Brief A:
Name every U.S. state that the passage on new workplace laws mentions.
Brief B:
Extend the passage on new state workplace laws with a further paragraph in the same style.

Text to read:
■ ■ ■ ■

Connecticut is establishing new workplace standards for warehouse employers with 250 or more employees at a single distribution center, requiring written notice of performance quotas, maintaining work speed data records for three years, and protecting employees from retaliation for exercising their rights under the law.
Washington is expanding protections for job applicants and employees under its Fair Chance Act, restricting employer inquiries about criminal history and imposing new notice requirements for employers with 15 or more employees, according to Fisher Phillips. The state is also prohibiting employers from requiring employees to have microchips implanted in their bodies.
Multiple states are raising minimum wages, including California, where the healthcare industry minimum wage will reach $25 per hour for workers at large healthcare systems and dialysis facilities. Alaska’s minimum wage will increase to $14 per hour, and local minimum wage increases are taking effect in numerous California cities including Los Angeles, San Francisco, and Berkeley.

■ ■ ■ ■

Record extracts:
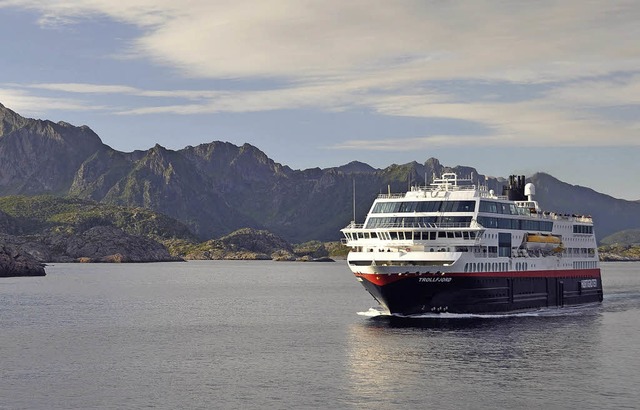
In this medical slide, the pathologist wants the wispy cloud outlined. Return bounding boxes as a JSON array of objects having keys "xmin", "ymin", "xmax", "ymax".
[
  {"xmin": 0, "ymin": 86, "xmax": 108, "ymax": 116},
  {"xmin": 0, "ymin": 0, "xmax": 640, "ymax": 150}
]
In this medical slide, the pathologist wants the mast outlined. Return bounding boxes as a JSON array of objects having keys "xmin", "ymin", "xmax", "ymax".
[{"xmin": 353, "ymin": 178, "xmax": 356, "ymax": 223}]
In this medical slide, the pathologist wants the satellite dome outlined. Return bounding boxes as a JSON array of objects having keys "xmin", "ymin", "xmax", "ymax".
[{"xmin": 524, "ymin": 182, "xmax": 536, "ymax": 197}]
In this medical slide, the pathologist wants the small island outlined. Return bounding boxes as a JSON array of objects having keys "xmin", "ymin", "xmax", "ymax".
[{"xmin": 0, "ymin": 242, "xmax": 45, "ymax": 278}]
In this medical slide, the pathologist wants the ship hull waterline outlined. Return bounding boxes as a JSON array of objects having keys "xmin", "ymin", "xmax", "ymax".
[{"xmin": 354, "ymin": 269, "xmax": 603, "ymax": 316}]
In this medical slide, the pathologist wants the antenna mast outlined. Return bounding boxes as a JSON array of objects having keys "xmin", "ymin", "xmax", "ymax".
[{"xmin": 353, "ymin": 178, "xmax": 356, "ymax": 223}]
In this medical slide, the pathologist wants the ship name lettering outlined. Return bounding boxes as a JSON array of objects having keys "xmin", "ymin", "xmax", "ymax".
[{"xmin": 418, "ymin": 278, "xmax": 453, "ymax": 283}]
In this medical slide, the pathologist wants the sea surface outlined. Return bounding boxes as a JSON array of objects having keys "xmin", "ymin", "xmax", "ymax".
[{"xmin": 0, "ymin": 261, "xmax": 640, "ymax": 409}]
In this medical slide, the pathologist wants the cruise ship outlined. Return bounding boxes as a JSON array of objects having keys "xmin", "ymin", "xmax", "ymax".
[{"xmin": 341, "ymin": 173, "xmax": 603, "ymax": 315}]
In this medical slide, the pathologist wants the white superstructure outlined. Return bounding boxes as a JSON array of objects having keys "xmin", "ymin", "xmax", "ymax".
[{"xmin": 342, "ymin": 173, "xmax": 598, "ymax": 275}]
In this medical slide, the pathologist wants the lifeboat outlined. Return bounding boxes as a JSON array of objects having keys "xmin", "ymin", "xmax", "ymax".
[{"xmin": 524, "ymin": 233, "xmax": 562, "ymax": 251}]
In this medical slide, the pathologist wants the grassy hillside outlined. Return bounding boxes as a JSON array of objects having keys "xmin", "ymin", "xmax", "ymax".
[{"xmin": 0, "ymin": 195, "xmax": 195, "ymax": 241}]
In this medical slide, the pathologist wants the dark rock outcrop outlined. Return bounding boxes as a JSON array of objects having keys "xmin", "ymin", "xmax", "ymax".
[
  {"xmin": 65, "ymin": 226, "xmax": 176, "ymax": 262},
  {"xmin": 0, "ymin": 239, "xmax": 45, "ymax": 277},
  {"xmin": 0, "ymin": 105, "xmax": 640, "ymax": 245}
]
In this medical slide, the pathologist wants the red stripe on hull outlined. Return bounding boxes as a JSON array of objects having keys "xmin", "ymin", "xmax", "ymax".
[{"xmin": 354, "ymin": 269, "xmax": 600, "ymax": 286}]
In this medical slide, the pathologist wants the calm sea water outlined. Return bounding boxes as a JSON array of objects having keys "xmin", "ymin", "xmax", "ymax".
[{"xmin": 0, "ymin": 261, "xmax": 640, "ymax": 409}]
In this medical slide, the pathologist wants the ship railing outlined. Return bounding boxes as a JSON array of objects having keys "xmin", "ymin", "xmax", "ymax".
[
  {"xmin": 343, "ymin": 222, "xmax": 471, "ymax": 231},
  {"xmin": 378, "ymin": 185, "xmax": 478, "ymax": 199}
]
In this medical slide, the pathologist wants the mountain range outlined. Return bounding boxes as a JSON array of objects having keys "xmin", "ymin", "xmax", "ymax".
[{"xmin": 0, "ymin": 104, "xmax": 640, "ymax": 243}]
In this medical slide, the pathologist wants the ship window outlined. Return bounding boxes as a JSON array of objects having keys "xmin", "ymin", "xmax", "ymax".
[{"xmin": 480, "ymin": 201, "xmax": 498, "ymax": 214}]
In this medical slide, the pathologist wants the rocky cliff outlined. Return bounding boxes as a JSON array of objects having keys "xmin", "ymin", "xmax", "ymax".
[
  {"xmin": 0, "ymin": 236, "xmax": 45, "ymax": 277},
  {"xmin": 0, "ymin": 105, "xmax": 640, "ymax": 242}
]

■ ■ ■ ■

Task result A:
Connecticut, Washington, California, Alaska

Task result B:
The changes reflect what employment law experts describe as a patchwork of state and local requirements that employers must coordinate across jurisdictions. Employers operating in multiple states will need to audit their policies on wage and hour practices, leave administration, background check procedures, non-compete agreements, and pay transparency to ensure compliance with the new rules.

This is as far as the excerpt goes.